** start RECORDS FOR THE TASK **

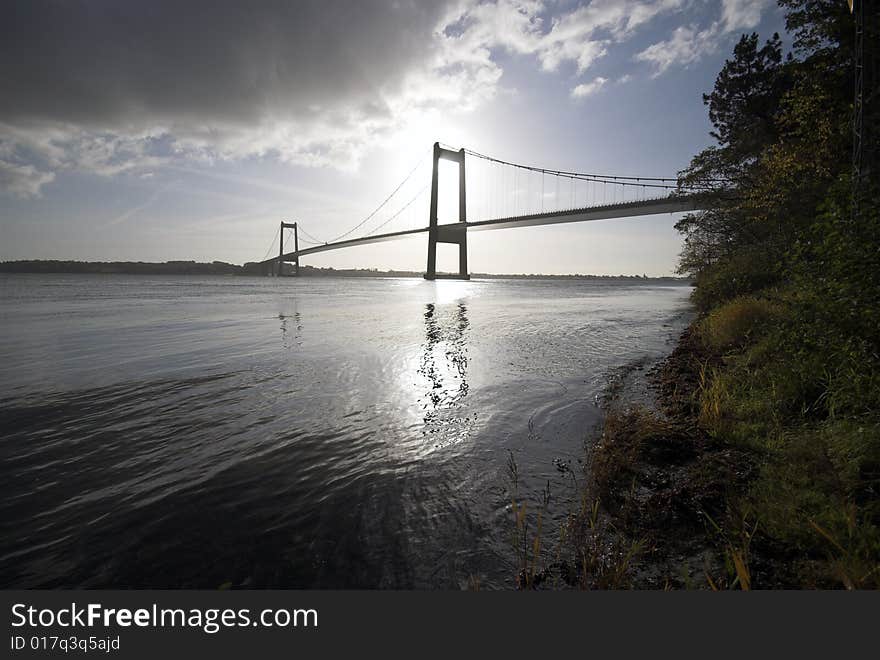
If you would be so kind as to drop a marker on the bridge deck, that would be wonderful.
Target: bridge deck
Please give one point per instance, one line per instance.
(605, 212)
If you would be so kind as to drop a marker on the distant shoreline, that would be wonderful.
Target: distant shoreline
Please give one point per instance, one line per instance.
(36, 266)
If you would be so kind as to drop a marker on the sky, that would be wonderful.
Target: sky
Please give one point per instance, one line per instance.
(153, 131)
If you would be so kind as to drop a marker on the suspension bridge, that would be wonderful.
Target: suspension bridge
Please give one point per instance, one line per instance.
(501, 195)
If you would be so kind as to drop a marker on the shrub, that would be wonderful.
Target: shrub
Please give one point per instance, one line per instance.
(737, 323)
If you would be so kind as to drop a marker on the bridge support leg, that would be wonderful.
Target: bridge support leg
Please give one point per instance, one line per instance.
(295, 260)
(452, 233)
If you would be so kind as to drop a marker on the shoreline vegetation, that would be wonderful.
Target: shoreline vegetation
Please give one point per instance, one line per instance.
(758, 465)
(33, 266)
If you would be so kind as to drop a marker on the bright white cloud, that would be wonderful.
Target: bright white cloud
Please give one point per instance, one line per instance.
(586, 89)
(689, 44)
(686, 46)
(742, 14)
(315, 85)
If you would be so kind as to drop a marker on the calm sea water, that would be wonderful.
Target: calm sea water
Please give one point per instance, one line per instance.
(192, 432)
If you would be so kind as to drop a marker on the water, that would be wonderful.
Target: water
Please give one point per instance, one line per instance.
(191, 432)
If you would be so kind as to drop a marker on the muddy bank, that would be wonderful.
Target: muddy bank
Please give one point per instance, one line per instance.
(661, 484)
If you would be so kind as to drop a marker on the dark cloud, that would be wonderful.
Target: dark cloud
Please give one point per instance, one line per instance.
(106, 62)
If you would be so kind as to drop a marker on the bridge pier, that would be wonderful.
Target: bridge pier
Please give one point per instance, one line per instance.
(455, 233)
(281, 260)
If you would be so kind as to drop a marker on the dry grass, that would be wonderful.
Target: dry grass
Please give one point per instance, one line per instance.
(736, 323)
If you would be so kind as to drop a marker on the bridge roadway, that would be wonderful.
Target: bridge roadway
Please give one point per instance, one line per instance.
(676, 204)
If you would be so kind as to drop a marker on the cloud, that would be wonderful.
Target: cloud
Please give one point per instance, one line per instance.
(742, 14)
(689, 44)
(686, 45)
(116, 87)
(22, 180)
(586, 89)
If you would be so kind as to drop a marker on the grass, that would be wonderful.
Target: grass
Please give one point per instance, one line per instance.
(815, 496)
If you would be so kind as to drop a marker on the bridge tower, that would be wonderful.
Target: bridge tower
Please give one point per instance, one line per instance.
(455, 233)
(288, 225)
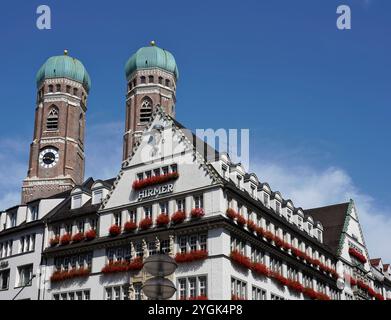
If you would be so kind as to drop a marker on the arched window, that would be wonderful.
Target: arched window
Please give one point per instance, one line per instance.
(52, 119)
(146, 110)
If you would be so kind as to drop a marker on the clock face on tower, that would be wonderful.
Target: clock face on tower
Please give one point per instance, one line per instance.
(48, 158)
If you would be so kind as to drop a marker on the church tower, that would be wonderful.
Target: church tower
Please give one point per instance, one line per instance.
(152, 75)
(57, 152)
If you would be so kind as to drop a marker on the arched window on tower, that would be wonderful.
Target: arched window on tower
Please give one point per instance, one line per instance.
(146, 110)
(52, 119)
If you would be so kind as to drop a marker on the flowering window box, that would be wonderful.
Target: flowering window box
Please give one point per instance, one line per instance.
(123, 266)
(260, 269)
(231, 213)
(162, 220)
(269, 236)
(197, 213)
(240, 259)
(143, 183)
(359, 256)
(130, 226)
(78, 237)
(65, 239)
(178, 217)
(114, 230)
(251, 225)
(145, 223)
(279, 278)
(90, 235)
(191, 256)
(58, 276)
(240, 220)
(295, 285)
(54, 241)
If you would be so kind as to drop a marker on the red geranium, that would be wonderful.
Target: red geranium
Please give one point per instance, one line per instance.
(162, 220)
(114, 230)
(178, 217)
(231, 213)
(240, 220)
(90, 234)
(359, 256)
(65, 239)
(251, 225)
(260, 269)
(191, 256)
(145, 223)
(143, 183)
(240, 259)
(55, 241)
(197, 213)
(130, 226)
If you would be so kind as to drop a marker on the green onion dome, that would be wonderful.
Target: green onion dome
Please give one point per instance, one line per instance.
(64, 67)
(151, 57)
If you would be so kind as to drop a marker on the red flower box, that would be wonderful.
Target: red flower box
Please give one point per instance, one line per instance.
(114, 230)
(78, 237)
(140, 184)
(178, 217)
(130, 226)
(90, 235)
(162, 220)
(197, 213)
(191, 256)
(359, 256)
(260, 269)
(295, 285)
(145, 223)
(279, 278)
(123, 266)
(66, 275)
(251, 225)
(55, 241)
(65, 239)
(269, 235)
(240, 259)
(240, 220)
(231, 213)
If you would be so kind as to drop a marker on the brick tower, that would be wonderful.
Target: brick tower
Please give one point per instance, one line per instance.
(57, 152)
(152, 75)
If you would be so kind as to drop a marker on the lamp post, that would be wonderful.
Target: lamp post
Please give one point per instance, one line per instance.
(159, 287)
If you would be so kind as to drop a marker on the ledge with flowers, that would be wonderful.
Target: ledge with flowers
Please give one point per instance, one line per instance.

** end RECORDS FOR THE TASK **

- [REQUIRED WORK]: Copy out every one of the entries again, swapping "drop a marker" for "place a pin" wherever it occurs and changing nothing else. Omit the pictures from your answer.

- [THE OUTPUT]:
If you would be so kind as to place a pin on the bridge deck, that would be wonderful.
Target: bridge deck
Please give one point per instance, one line per instance.
(605, 212)
If you would be so kind as to place a pin on the distant shoreline, that would be wonderful.
Target: distant shoreline
Please give one point per instance, one line per instance.
(36, 266)
If you would be so kind as to place a pin on the sky, that would be wonderful.
Target: sky
Please give one point per instance, one line per instance.
(153, 131)
If you would be so kind as to place a pin on the suspension bridge, that would be wonderful.
Target: suspension bridge
Please give one point per instance, one line per instance.
(501, 195)
If you would be so kind as to place a pin on the shrub, that would be wonderful.
Target: shrub
Please give one point per instance, one line per instance.
(737, 323)
If you would be so kind as to place a pin on the bridge support leg, that would be wonderful.
Target: bridge support leg
Please give one point per instance, one line per instance.
(295, 260)
(452, 233)
If you would be so kind as to place a pin on the shoreline vegetation, that would be wonderful.
Target: shoreline vegetation
Please give one point per instance, one line per instance.
(758, 465)
(33, 266)
If you would be so kind as to place a pin on the bright white cloud, that would be wonderful.
Target: bright white cloud
Please give one point per instance, one line per instance.
(586, 89)
(689, 44)
(686, 46)
(742, 14)
(315, 85)
If you would be so kind as to place a pin on the calm sea water, that would be wonderful.
Target: calm sea water
Please give one point per instance, one line per instance.
(192, 432)
If you would be so kind as to place a pin on the water, that would be wonderful.
Target: water
Please give one point per instance, one line per instance.
(191, 432)
If you would be so kind as to place a pin on the muddy bank, that would be wonderful.
Target: muddy bank
Please give one point per instance, one line per instance.
(661, 484)
If you would be so kind as to place a pin on the dark cloud, that would be wonderful.
Target: dark cloud
Please give one point per instance, one line per instance.
(106, 62)
If you would be so kind as to place a pin on the bridge pier, that would be wonderful.
Target: bridge pier
Please give one point per instance, one line per instance.
(455, 233)
(281, 260)
If you would be so kind as to place a pin on the dry grass, that would be wonderful.
Target: dry grass
Please give one point per instance, one line per instance.
(736, 323)
If you would be so kind as to place a pin on the bridge roadway, that would be wonderful.
Target: bridge roadway
Please give one point per instance, one line per instance.
(676, 204)
If you would be so kind as to place a pin on the cloud, that would be wonderful.
Target: cloud
Please give one point per instance, one line per instance.
(742, 14)
(689, 44)
(686, 45)
(116, 87)
(22, 180)
(586, 89)
If you would be so kind as to place a pin on the grass, that would be wonderful.
Target: grass
Please give one point per instance, one line per instance.
(815, 496)
If you would be so kind as to place a pin on the bridge tower, that would be wonderful.
Target: bridge tower
Please give one point per instance, one line per instance.
(455, 233)
(288, 225)
If you would be so kind as to place a pin on the arched window, that would be wonderful.
Target: arched window
Please give one point per instance, one line per instance.
(52, 119)
(146, 110)
If you would be so kind as to place a pin on the clock face on tower, that would be wonderful.
Target: clock face on tower
Please give one point per instance, one line per instance.
(48, 158)
If you would be so kind as to place a pin on the church tower, that would be wonderful.
Target: church tower
Please give one point per instance, one line per instance.
(152, 75)
(57, 152)
If you would be so kind as to place a pin on the arched window on tower, that would be wonderful.
Target: arched window on tower
Please give one point per instance, one line per instance.
(146, 110)
(52, 119)
If you would be so kind as to place a pin on the flowering window box, that would be wonderful.
Target: flowering window box
Please give one point per instance, one line per instance.
(123, 266)
(260, 269)
(231, 213)
(162, 220)
(269, 236)
(197, 213)
(240, 259)
(143, 183)
(359, 256)
(130, 226)
(78, 237)
(65, 239)
(178, 217)
(114, 230)
(251, 225)
(145, 223)
(279, 278)
(90, 235)
(191, 256)
(58, 276)
(240, 220)
(295, 285)
(54, 241)
If you would be so kind as to place a pin on the red geranium, that would be wonderful.
Target: red geranium
Please give one point per instance, one line per instance.
(162, 220)
(114, 230)
(178, 217)
(231, 213)
(240, 220)
(90, 234)
(359, 256)
(65, 239)
(251, 225)
(260, 269)
(191, 256)
(145, 223)
(143, 183)
(240, 259)
(55, 241)
(197, 213)
(130, 226)
If you would be so kind as to place a pin on the green onion dome, that would be wonderful.
Target: green onion dome
Please give one point per instance, one line per instance.
(64, 67)
(151, 57)
If you would be so kind as to place a pin on the red flower box, that would be wonderful.
Target: red flower box
Please give one point per instance, one line per instance.
(114, 230)
(78, 237)
(140, 184)
(178, 217)
(130, 226)
(90, 235)
(162, 220)
(197, 213)
(191, 256)
(359, 256)
(260, 269)
(295, 285)
(145, 223)
(279, 278)
(123, 266)
(66, 275)
(251, 225)
(55, 241)
(65, 239)
(269, 235)
(240, 259)
(240, 220)
(231, 213)
If you would be so kind as to place a pin on the brick tower, that would be wonderful.
Target: brick tower
Please give one point per instance, one line per instance.
(57, 152)
(152, 75)
If you would be so kind as to place a pin on the lamp post, that would be wonderful.
Target: lamp post
Please give one point per instance, one line per instance.
(159, 287)
If you would be so kind as to place a pin on the ledge with flowers, that would be wonderful.
Target: ledge with flowers
Please give one point per instance, one line per instance.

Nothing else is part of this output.